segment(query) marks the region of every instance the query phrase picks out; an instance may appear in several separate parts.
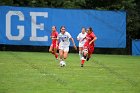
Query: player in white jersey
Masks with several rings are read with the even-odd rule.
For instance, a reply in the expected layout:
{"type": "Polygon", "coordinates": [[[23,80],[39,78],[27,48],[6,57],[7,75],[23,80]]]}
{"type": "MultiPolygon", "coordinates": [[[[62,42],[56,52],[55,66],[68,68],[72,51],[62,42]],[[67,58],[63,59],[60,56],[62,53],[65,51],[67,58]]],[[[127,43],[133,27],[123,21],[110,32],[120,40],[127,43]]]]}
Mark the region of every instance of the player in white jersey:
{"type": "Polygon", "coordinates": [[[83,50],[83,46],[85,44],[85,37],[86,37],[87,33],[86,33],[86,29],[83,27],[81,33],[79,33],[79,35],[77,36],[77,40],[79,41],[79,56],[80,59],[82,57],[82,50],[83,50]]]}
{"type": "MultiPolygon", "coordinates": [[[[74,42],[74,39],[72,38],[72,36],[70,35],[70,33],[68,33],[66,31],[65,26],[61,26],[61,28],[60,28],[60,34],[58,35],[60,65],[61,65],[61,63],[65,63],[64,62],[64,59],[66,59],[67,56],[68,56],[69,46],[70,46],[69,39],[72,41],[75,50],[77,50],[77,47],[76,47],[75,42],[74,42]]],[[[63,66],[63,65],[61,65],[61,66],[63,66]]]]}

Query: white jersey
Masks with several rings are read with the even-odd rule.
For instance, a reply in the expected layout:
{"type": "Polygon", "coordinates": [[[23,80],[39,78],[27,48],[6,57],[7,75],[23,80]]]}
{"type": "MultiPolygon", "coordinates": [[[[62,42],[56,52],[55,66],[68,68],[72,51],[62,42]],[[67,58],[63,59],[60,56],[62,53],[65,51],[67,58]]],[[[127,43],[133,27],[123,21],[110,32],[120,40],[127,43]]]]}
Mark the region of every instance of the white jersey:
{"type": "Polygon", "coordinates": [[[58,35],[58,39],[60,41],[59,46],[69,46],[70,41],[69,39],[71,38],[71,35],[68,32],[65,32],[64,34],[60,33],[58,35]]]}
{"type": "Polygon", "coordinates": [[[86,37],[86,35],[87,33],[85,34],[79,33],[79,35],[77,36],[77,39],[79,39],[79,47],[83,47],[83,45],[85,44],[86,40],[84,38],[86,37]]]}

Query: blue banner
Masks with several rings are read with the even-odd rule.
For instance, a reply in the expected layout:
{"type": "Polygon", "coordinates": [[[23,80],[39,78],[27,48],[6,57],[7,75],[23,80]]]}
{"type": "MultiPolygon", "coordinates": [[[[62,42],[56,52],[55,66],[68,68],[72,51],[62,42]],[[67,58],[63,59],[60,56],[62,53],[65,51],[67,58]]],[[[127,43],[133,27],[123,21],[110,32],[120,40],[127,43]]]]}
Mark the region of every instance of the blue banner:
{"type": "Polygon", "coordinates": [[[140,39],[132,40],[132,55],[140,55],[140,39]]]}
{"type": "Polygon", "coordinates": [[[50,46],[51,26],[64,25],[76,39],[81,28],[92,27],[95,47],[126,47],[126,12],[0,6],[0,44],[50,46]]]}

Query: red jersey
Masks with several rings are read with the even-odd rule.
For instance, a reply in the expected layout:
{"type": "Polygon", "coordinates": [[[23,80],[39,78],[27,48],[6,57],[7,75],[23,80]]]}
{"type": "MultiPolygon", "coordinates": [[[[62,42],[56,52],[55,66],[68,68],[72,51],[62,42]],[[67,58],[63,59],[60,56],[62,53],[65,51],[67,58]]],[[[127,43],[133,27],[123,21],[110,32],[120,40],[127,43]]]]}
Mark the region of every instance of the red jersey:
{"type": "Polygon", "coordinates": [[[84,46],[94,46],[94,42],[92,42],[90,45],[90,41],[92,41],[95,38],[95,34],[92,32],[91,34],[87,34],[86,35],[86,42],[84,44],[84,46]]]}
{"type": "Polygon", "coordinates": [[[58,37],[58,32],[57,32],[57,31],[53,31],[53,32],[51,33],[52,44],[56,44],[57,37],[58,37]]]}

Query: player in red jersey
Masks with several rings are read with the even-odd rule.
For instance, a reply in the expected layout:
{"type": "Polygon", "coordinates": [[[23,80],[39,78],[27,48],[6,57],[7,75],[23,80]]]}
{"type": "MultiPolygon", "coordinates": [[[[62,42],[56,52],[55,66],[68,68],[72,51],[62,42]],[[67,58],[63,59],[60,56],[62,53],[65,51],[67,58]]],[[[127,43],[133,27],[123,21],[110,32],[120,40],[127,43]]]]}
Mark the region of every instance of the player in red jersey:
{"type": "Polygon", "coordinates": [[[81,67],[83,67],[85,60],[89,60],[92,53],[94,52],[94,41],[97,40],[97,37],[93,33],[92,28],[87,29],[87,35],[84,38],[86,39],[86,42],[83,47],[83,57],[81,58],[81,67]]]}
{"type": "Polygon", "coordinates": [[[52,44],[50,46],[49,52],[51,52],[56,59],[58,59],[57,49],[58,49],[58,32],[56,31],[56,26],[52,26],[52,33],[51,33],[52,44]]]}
━━━━━━
**WHAT THE TASK REQUIRES:**
Print all of the records above word for word, leaving out the pictures.

**REPLY TO THE EXERCISE:**
segment(query) marks the region of every instance the query phrase picks out; an instance may appear in several separate parts.
Query: player in white jersey
Masks with several rings are read with the even-odd rule.
For instance, a reply in the expected layout:
{"type": "Polygon", "coordinates": [[[23,80],[39,78],[27,48],[6,57],[7,75],[23,80]]]}
{"type": "MultiPolygon", "coordinates": [[[[62,42],[56,52],[55,66],[68,68],[72,51],[62,42]],[[67,58],[63,59],[60,56],[62,53],[65,51],[67,58]]],[[[127,43],[133,27],[123,21],[110,32],[120,40],[127,43]]]]}
Mark the region of every instance of the player in white jersey:
{"type": "Polygon", "coordinates": [[[83,50],[83,46],[85,44],[85,37],[86,37],[87,33],[86,33],[86,29],[83,27],[81,33],[79,33],[79,35],[77,36],[77,40],[79,41],[79,56],[80,59],[82,57],[82,50],[83,50]]]}
{"type": "MultiPolygon", "coordinates": [[[[74,42],[74,39],[72,38],[72,36],[70,35],[70,33],[68,33],[66,31],[65,26],[61,26],[61,28],[60,28],[60,34],[58,35],[60,65],[61,65],[61,63],[65,63],[64,62],[64,59],[66,59],[67,56],[68,56],[69,46],[70,46],[69,39],[72,41],[75,50],[77,50],[77,47],[76,47],[75,42],[74,42]]],[[[63,66],[63,65],[61,65],[61,66],[63,66]]]]}

Query: white jersey
Masks with several rings are read with the even-odd rule.
For instance, a reply in the expected layout:
{"type": "Polygon", "coordinates": [[[23,80],[39,78],[27,48],[6,57],[7,75],[23,80]]]}
{"type": "MultiPolygon", "coordinates": [[[[62,42],[56,52],[55,66],[68,68],[72,51],[62,42]],[[67,58],[63,59],[60,56],[62,53],[65,51],[67,58]]],[[[127,43],[133,27],[123,21],[110,32],[120,40],[127,43]]]]}
Mark the region of every instance of the white jersey:
{"type": "Polygon", "coordinates": [[[58,35],[58,39],[60,41],[59,46],[69,46],[70,41],[69,39],[71,38],[71,35],[68,32],[65,32],[64,34],[60,33],[58,35]]]}
{"type": "Polygon", "coordinates": [[[86,37],[86,35],[87,33],[85,34],[79,33],[79,35],[77,36],[77,39],[79,39],[79,47],[83,47],[83,45],[85,44],[86,40],[84,38],[86,37]]]}

Query: blue banner
Masks with several rings are read with the even-odd rule.
For instance, a reply in the expected layout:
{"type": "Polygon", "coordinates": [[[23,80],[39,78],[27,48],[6,57],[7,75],[23,80]]]}
{"type": "MultiPolygon", "coordinates": [[[[62,42],[56,52],[55,66],[68,68],[72,51],[62,42]],[[67,58],[63,59],[60,56],[62,53],[65,51],[67,58]]],[[[127,43],[133,27],[123,21],[110,32],[120,40],[127,43]]]]}
Mark the region of every instance of the blue banner:
{"type": "Polygon", "coordinates": [[[140,39],[132,40],[132,55],[140,55],[140,39]]]}
{"type": "Polygon", "coordinates": [[[50,46],[51,26],[64,25],[76,39],[81,28],[92,27],[95,47],[126,47],[126,12],[0,6],[0,44],[50,46]]]}

Query: red jersey
Masks with several rings are read with the even-odd rule.
For instance, a reply in the expected layout:
{"type": "Polygon", "coordinates": [[[23,80],[39,78],[27,48],[6,57],[7,75],[23,80]]]}
{"type": "MultiPolygon", "coordinates": [[[[62,42],[56,52],[55,66],[68,68],[72,51],[62,42]],[[67,58],[63,59],[60,56],[62,53],[65,51],[67,58]]],[[[127,43],[133,27],[123,21],[110,32],[120,40],[127,43]]]]}
Mark the region of every instance of the red jersey:
{"type": "Polygon", "coordinates": [[[84,46],[94,46],[94,42],[92,42],[90,45],[90,41],[92,41],[95,38],[95,34],[92,32],[91,34],[87,34],[86,35],[86,42],[84,44],[84,46]]]}
{"type": "Polygon", "coordinates": [[[58,37],[58,32],[57,32],[57,31],[53,31],[53,32],[51,33],[52,44],[56,44],[57,37],[58,37]]]}

Query: player in red jersey
Masks with several rings are read with the even-odd rule.
For instance, a reply in the expected layout:
{"type": "Polygon", "coordinates": [[[23,80],[39,78],[27,48],[6,57],[7,75],[23,80]]]}
{"type": "MultiPolygon", "coordinates": [[[[62,42],[56,52],[55,66],[68,68],[72,51],[62,42]],[[67,58],[63,59],[60,56],[62,53],[65,51],[67,58]]],[[[127,43],[133,27],[123,21],[110,32],[120,40],[127,43]]]]}
Mark the region of every instance of the player in red jersey:
{"type": "Polygon", "coordinates": [[[81,67],[83,67],[85,60],[89,60],[92,53],[94,52],[94,41],[97,40],[97,37],[93,33],[92,28],[87,29],[87,35],[84,38],[86,39],[86,42],[83,47],[83,57],[81,58],[81,67]]]}
{"type": "Polygon", "coordinates": [[[52,44],[50,46],[49,52],[51,52],[56,59],[58,59],[57,49],[58,49],[58,32],[56,31],[56,26],[52,26],[52,33],[51,33],[52,44]]]}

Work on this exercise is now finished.